What you are asked to do
Reproduce the material below in full, changing every "Target" to "Label" and leaving everything else untouched.

Data entries
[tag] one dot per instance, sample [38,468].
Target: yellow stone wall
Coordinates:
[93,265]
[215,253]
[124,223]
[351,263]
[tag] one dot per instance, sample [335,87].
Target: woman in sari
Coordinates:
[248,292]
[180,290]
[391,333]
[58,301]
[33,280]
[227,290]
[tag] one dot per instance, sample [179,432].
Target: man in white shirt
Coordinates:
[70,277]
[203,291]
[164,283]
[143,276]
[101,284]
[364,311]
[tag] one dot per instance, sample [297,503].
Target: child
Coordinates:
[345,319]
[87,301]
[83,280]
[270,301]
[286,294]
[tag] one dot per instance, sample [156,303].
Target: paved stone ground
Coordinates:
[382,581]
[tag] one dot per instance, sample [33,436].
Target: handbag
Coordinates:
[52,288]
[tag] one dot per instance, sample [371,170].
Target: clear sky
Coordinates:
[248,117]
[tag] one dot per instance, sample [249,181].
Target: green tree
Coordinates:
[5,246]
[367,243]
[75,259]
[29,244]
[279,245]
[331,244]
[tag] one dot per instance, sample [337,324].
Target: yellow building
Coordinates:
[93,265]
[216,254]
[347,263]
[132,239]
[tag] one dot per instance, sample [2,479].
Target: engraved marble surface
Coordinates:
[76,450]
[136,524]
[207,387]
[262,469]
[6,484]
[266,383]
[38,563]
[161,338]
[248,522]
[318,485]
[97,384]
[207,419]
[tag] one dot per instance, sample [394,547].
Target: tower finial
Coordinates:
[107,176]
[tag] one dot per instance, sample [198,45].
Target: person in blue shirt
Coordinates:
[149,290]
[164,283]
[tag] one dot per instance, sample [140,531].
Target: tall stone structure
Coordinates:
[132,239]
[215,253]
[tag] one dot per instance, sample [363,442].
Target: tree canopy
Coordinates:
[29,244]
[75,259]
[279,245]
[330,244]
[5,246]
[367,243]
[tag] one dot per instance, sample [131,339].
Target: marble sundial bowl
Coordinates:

Final answer
[tag] one dot per instance, sample [38,468].
Label: yellow stone wall
Coordinates:
[93,265]
[215,253]
[124,223]
[351,263]
[tag] one dot per instance, sample [335,87].
Label: woman in sari
Coordinates:
[248,292]
[180,290]
[391,333]
[58,301]
[33,280]
[227,290]
[tag] one dot per instance, sample [179,432].
Label: man in white shirt
Coordinates:
[70,277]
[203,291]
[164,283]
[143,276]
[101,284]
[364,311]
[tag] one dot per instance, sample [297,503].
Label: child
Coordinates:
[345,319]
[87,301]
[83,280]
[270,301]
[286,294]
[tag] one dot per instance, sample [156,303].
Label: paved stone ground
Coordinates:
[382,581]
[tag] one dot per instance, sample [33,436].
Label: handbag
Coordinates:
[52,288]
[tag] one dot per instance, sample [371,170].
Label: clear sky
Coordinates:
[248,117]
[tag] one dot per instance, sample [249,181].
Label: green tree
Coordinates:
[5,246]
[367,243]
[75,259]
[29,244]
[279,245]
[331,244]
[tag] one dot per instance, sample [337,324].
Label: yellow building
Coordinates:
[93,265]
[216,254]
[347,263]
[132,239]
[tag] one dot per instance, sample [2,479].
Label: engraved marble surface
Coordinates:
[76,450]
[136,524]
[207,387]
[262,469]
[6,484]
[266,383]
[38,563]
[161,338]
[248,522]
[318,485]
[97,384]
[207,419]
[tag] one dot per instance, sample [394,547].
Label: tower finial
Coordinates:
[107,176]
[tag] one dot per instance, sample [198,45].
Label: person in blue shirt
Coordinates:
[149,290]
[164,283]
[tag] one dot per instance, sample [140,531].
Label: tall stone structure
Coordinates:
[132,239]
[215,253]
[tag] one dot per instance, sample [363,442].
Label: tree canopy
Coordinates:
[29,244]
[75,259]
[279,245]
[330,244]
[5,246]
[367,243]
[tag] one dot per instance, sample [131,339].
Label: marble sundial bowl
Coordinates:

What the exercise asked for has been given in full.